Problem statement — Rewrite the data below, renaming "point_to(query)" to "locate(query)" wherever it appears and leaving everything else unchanged.

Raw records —
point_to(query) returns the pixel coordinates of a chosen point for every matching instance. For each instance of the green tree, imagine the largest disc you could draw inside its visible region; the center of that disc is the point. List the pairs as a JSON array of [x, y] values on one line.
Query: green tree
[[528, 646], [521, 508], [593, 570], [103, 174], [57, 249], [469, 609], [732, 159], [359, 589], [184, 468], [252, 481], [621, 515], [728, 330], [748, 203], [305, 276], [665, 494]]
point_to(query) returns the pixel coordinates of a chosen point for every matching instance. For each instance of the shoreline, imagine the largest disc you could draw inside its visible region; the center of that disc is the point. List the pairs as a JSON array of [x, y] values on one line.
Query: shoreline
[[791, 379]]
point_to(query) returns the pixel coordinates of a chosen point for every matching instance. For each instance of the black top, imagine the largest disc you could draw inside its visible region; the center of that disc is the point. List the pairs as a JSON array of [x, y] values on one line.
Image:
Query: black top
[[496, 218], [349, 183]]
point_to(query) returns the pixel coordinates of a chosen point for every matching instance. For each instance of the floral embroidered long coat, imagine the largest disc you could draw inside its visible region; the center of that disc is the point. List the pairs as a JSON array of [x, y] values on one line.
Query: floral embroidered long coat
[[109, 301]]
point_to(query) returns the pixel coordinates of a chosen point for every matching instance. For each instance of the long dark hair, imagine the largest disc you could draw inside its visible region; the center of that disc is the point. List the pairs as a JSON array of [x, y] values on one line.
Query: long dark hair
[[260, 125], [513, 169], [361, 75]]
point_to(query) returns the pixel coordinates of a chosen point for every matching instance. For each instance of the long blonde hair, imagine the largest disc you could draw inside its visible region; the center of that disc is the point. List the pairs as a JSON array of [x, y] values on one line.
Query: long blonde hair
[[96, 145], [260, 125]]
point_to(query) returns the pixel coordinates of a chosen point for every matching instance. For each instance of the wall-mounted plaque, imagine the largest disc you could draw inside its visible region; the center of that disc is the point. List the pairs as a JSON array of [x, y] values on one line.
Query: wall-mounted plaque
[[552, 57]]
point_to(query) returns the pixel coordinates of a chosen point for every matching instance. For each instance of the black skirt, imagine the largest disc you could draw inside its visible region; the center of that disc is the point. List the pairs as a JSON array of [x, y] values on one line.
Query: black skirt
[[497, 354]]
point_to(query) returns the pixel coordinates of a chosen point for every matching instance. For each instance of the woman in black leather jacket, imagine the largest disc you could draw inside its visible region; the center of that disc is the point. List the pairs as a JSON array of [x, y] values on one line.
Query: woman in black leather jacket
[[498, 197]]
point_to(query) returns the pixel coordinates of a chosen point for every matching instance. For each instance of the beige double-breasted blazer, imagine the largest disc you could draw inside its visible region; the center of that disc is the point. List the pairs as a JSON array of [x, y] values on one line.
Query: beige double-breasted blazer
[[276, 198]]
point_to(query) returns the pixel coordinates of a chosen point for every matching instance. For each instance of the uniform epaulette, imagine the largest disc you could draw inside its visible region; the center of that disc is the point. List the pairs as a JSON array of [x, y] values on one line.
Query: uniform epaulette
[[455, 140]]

Solution to the exercise —
locate(query) returns the pixel coordinates of a chosen point for every matching instance. For each instance of the green tree, imagine the largest disc you could draw inside its visible region; the center of that disc is the point. List the pairs as a JSON array of [x, y] values on one line.
Query: green tree
[[528, 646], [521, 508], [593, 570], [103, 174], [57, 249], [469, 609], [732, 159], [359, 589], [184, 468], [252, 481], [621, 515], [728, 330], [748, 203], [305, 276], [665, 494]]
locate(query) returns the pixel coordinates of a chosen point for every matching instance. For each instance of the shoreline, imagine the largest disc you could draw inside its visible region; the center of that disc is the point. List the pairs as a JSON array of [x, y] values on one line.
Query: shoreline
[[791, 379]]
locate(query) returns the pixel coordinates of a chosen point for every matching instance. For each instance of the black top, imagine the largest disc you could draw inside its visible region; the center of that disc is the point. List the pairs as a JSON array of [x, y] values on one line.
Image:
Query: black top
[[496, 218], [349, 183]]
locate(query) returns the pixel coordinates of a chosen point for every matching instance. For each instance of the floral embroidered long coat, imagine the largest disc you could draw inside its visible region; the center of that disc is the point. List the pairs as a JSON array of [x, y] values on one line.
Query: floral embroidered long coat
[[109, 301]]
locate(query) returns the pixel coordinates of a chosen point for every matching instance. For each instance of the long dark hair, imagine the largest disc you could draw inside its visible region; the center of that disc is the point. List the pairs as a JSON array of [x, y] values on one line.
Query: long dark hair
[[260, 125], [513, 169], [361, 75]]
locate(query) returns the pixel coordinates of a chosen point for every matching instance. For each instance of the long blonde hair, imagine the largest disc you could draw inside its visible region; the center of that disc is the point. List the pairs as a JSON array of [x, y] values on one line.
Query: long blonde hair
[[96, 145], [260, 125]]
locate(query) returns the pixel coordinates of a chosen point for every matching instance. For each instance of the wall-mounted plaque, imagine the largest disc you could draw inside its visible region; the center of that disc is the point. List the pairs as a JSON array of [x, y] values on one line.
Query: wall-mounted plaque
[[552, 57]]
locate(query) returns the pixel coordinates of a chosen point for every matching instance. For each instance of the black skirt, imagine the largest disc you could draw inside its visible region; the center of that disc is the point. List the pairs as a JSON array of [x, y] values on one line.
Query: black skirt
[[497, 354]]
locate(query) returns the pixel coordinates of a chosen point for every matching instance. For each instance of the woman in black leather jacket, imagine the largest disc you could draw inside its visible region; the center of that disc is the point. List the pairs as a JSON array of [x, y] values on one line.
Query: woman in black leather jacket
[[498, 197]]
locate(query) returns the pixel coordinates of a chosen point for every matching instance. For each instance of the beige double-breasted blazer, imagine the largest disc you could draw inside its visible region; the center of that disc is the point. List the pairs as a JSON array of [x, y] values on one line.
Query: beige double-breasted blazer
[[276, 198]]
locate(query) returns the pixel coordinates of a chosen point for every matching instance. For each instance of the uniform epaulette, imagine the largest disc you could draw inside its visible region; the center of that disc is the point. List the pairs as a JSON array of [x, y] values on one line.
Query: uniform epaulette
[[455, 140]]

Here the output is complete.